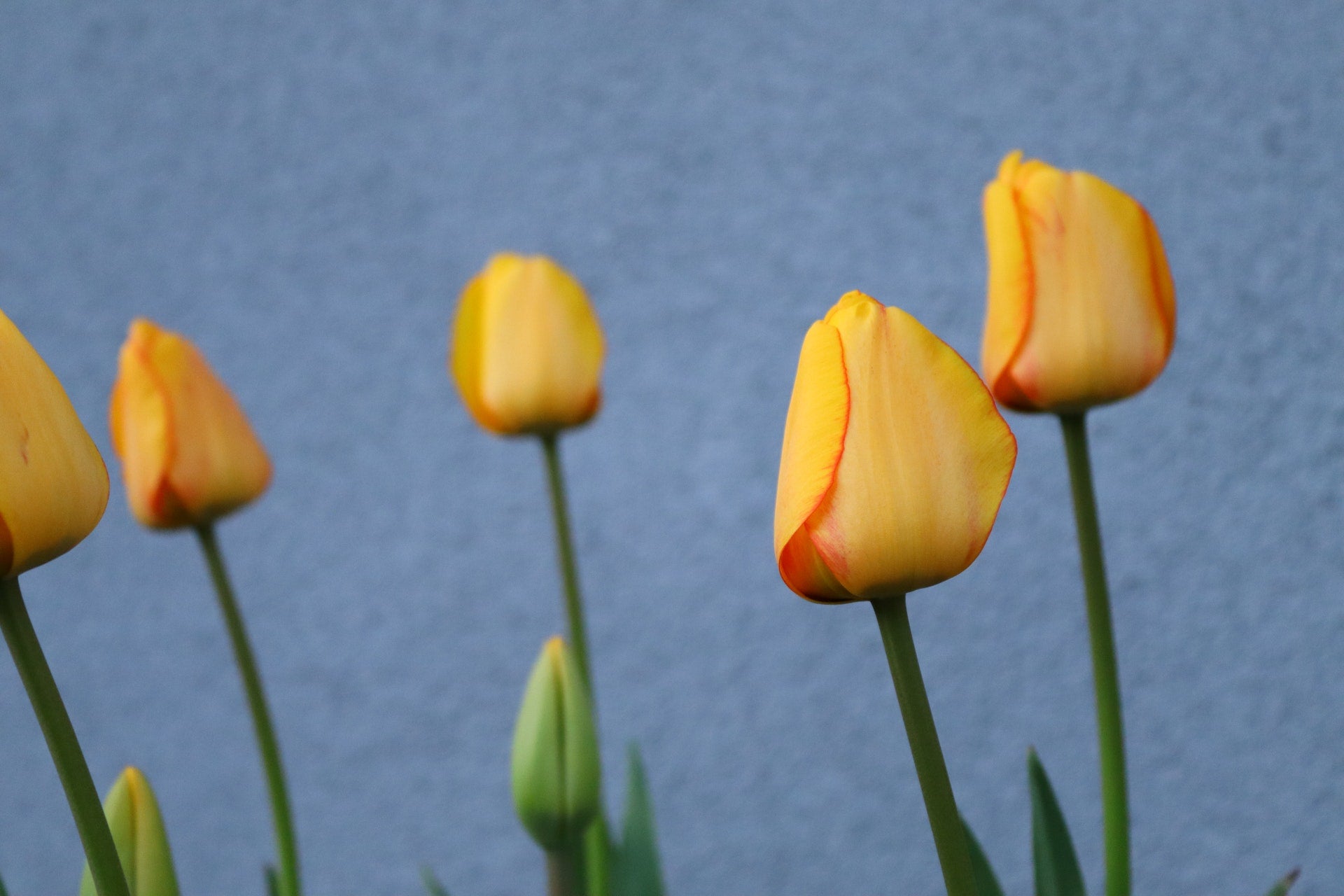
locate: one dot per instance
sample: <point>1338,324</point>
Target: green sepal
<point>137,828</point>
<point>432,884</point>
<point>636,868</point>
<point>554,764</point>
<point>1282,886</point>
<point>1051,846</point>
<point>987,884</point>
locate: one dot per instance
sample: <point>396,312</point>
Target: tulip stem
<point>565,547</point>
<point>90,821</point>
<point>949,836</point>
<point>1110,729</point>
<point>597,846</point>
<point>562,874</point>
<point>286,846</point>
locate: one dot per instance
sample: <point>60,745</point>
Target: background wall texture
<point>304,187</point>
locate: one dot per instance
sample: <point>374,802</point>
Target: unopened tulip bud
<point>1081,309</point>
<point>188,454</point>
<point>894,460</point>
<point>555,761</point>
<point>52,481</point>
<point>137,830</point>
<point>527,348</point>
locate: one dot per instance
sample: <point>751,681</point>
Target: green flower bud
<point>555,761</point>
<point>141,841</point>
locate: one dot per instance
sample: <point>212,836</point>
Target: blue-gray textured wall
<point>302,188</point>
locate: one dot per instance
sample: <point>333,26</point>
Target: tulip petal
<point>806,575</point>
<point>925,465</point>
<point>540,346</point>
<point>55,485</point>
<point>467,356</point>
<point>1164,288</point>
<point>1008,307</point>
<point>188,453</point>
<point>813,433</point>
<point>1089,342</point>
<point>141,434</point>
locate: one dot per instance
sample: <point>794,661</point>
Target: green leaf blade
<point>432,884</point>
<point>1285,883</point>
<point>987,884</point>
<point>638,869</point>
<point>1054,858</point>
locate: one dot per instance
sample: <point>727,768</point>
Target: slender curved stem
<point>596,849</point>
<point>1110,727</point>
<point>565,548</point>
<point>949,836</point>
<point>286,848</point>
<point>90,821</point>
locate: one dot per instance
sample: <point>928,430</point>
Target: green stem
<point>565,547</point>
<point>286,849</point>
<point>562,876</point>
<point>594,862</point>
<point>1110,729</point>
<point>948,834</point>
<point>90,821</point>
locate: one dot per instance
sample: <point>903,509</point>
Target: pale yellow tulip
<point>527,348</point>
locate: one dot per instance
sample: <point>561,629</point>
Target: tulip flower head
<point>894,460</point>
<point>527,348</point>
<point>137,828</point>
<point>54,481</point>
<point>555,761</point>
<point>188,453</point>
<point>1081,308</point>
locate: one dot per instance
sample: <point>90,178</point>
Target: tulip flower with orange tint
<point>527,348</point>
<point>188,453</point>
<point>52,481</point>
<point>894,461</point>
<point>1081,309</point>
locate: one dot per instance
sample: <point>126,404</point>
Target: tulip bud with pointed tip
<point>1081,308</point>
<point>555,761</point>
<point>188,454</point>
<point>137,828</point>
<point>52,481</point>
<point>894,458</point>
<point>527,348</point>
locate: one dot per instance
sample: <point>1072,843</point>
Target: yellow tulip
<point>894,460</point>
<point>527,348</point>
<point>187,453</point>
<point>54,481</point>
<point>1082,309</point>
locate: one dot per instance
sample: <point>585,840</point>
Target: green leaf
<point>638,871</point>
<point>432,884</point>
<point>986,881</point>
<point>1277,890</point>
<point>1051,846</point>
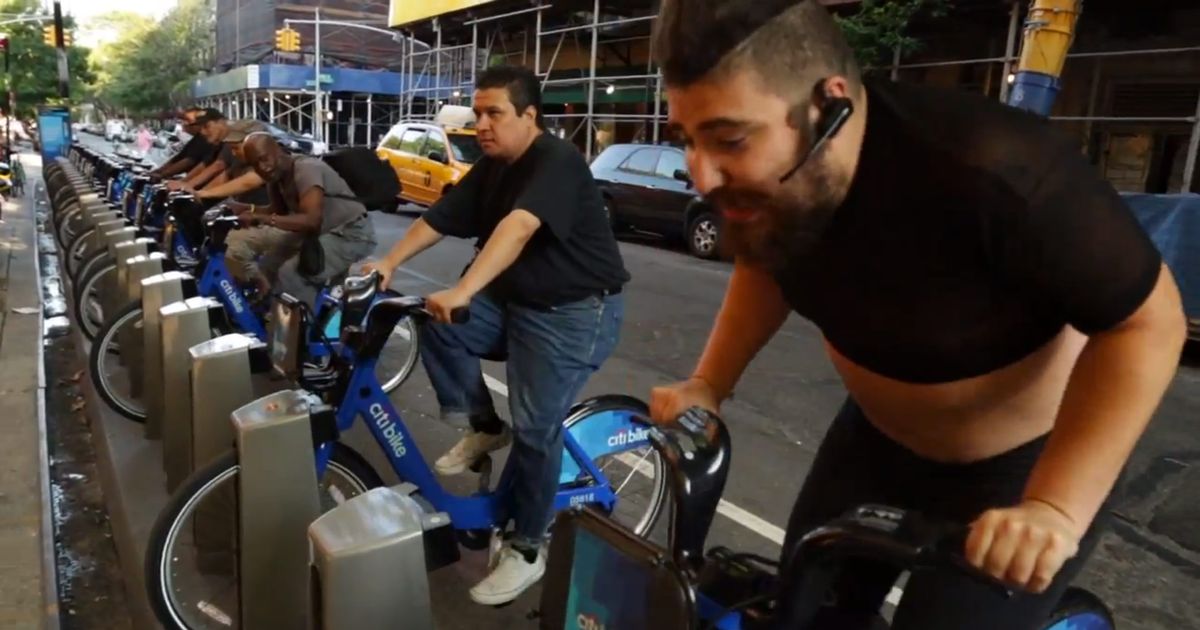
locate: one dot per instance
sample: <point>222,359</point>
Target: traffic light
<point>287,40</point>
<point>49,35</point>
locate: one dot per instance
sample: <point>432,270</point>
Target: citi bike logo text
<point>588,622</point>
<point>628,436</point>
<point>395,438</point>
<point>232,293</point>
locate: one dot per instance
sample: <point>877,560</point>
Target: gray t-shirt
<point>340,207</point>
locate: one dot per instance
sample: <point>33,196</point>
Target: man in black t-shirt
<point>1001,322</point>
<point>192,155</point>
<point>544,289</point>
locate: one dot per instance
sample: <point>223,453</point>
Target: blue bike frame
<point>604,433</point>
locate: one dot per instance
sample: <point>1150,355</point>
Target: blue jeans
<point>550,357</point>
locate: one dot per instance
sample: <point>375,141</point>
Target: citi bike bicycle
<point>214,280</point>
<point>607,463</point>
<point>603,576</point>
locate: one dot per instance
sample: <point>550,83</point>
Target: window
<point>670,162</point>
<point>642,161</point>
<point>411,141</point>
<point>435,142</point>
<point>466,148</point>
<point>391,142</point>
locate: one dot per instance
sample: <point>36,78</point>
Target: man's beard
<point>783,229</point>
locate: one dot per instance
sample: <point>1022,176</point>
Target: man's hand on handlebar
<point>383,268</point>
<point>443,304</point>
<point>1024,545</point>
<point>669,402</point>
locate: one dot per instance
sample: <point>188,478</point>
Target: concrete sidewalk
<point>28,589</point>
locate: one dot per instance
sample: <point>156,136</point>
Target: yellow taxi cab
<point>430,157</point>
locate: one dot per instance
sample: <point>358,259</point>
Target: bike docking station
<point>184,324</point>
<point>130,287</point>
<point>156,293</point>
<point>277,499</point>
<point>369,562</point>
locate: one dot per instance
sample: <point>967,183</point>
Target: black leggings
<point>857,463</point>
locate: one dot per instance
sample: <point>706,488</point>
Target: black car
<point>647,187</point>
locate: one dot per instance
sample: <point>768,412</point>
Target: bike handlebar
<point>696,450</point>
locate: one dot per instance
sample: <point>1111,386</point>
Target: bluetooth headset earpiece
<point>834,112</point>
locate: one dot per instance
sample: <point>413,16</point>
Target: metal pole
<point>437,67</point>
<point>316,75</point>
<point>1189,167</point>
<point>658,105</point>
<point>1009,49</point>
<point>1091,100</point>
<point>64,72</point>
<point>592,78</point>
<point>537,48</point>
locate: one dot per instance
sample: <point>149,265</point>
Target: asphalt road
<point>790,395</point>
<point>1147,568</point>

==

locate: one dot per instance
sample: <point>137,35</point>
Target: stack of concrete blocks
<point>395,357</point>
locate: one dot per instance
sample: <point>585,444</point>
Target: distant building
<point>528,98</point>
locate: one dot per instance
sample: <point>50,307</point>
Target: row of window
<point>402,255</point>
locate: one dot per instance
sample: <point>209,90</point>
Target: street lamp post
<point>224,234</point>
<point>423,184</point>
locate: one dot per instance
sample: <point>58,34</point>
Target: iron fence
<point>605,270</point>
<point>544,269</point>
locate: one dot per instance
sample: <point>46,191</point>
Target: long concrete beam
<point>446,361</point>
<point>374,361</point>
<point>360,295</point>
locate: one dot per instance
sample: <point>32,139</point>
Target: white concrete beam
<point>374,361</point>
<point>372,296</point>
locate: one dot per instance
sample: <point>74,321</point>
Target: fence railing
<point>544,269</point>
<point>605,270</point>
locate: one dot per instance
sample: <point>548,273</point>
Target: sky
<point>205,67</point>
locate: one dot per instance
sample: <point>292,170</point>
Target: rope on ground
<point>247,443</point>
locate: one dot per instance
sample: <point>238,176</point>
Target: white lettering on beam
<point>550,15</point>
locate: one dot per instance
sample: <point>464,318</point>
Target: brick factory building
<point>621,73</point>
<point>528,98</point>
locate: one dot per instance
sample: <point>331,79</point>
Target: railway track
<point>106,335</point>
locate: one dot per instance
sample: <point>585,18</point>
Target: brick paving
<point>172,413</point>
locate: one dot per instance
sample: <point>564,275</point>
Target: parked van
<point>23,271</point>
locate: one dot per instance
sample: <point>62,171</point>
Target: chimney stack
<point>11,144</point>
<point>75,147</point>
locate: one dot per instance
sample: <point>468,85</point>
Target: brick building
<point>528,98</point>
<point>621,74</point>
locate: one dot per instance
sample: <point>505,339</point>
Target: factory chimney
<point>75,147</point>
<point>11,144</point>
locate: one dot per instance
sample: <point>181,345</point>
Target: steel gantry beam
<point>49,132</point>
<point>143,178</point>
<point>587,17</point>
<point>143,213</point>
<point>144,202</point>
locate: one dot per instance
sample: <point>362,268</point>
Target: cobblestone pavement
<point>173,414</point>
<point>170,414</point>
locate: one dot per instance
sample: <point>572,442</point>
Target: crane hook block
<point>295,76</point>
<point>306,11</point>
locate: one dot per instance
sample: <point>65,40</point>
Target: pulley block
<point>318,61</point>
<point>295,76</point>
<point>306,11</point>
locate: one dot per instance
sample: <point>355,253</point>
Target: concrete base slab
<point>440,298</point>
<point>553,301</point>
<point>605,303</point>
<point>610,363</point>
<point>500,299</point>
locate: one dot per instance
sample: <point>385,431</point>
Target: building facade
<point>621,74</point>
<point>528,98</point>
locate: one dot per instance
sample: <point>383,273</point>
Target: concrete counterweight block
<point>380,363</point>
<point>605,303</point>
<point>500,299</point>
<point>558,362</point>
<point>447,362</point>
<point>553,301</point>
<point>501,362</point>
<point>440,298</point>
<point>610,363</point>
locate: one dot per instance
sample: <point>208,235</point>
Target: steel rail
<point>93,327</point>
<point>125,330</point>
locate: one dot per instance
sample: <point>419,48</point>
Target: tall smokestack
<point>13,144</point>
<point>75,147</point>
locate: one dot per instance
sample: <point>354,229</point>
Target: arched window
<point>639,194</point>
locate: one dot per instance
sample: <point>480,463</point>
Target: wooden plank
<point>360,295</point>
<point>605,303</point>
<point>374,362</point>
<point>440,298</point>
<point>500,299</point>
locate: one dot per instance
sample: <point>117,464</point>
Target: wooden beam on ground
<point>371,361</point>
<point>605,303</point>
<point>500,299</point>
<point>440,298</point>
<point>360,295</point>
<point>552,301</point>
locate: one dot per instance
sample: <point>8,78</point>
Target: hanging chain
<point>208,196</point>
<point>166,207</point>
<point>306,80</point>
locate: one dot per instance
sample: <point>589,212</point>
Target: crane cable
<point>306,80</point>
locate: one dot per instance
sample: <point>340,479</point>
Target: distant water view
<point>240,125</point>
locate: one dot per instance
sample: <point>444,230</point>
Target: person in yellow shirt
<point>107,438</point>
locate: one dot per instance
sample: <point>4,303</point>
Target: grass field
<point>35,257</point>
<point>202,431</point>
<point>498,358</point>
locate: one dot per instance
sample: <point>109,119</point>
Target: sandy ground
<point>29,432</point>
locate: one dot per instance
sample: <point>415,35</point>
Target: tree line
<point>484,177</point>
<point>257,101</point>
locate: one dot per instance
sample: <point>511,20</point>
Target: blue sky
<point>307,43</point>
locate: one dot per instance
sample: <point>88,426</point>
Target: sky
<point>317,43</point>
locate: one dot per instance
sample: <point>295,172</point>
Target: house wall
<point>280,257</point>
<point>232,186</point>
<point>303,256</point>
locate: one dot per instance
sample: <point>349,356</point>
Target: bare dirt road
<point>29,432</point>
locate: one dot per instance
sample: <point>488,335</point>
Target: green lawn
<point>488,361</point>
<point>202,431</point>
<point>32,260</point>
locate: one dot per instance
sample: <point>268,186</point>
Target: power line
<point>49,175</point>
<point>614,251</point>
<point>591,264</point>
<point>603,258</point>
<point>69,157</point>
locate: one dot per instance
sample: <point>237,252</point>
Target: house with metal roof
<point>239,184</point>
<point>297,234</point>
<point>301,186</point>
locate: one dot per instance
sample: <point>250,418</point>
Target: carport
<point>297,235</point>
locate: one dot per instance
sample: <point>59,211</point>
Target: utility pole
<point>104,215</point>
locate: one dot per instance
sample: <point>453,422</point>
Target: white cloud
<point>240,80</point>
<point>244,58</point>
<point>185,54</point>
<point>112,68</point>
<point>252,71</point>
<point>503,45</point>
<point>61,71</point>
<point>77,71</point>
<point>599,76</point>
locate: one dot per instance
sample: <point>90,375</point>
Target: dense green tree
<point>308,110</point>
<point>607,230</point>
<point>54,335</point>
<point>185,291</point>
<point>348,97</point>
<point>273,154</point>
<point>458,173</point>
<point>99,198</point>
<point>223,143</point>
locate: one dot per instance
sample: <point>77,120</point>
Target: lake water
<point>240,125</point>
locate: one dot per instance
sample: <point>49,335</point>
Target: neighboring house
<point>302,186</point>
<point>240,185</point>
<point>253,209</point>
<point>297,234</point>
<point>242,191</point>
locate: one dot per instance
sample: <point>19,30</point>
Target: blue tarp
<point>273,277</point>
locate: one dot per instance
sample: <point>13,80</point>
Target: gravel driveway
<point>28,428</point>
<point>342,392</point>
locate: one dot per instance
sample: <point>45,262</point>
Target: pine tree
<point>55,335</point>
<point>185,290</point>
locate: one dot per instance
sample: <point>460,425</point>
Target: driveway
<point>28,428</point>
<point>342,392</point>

• **Prompt**
Please identify every line in the records above that contains the string "shirt", and copy each of those lines in full. Case counts, so a match must have the same capital and lowercase letters.

• **Task result**
Target: gray t-shirt
Target: man in black t-shirt
Target: person in yellow shirt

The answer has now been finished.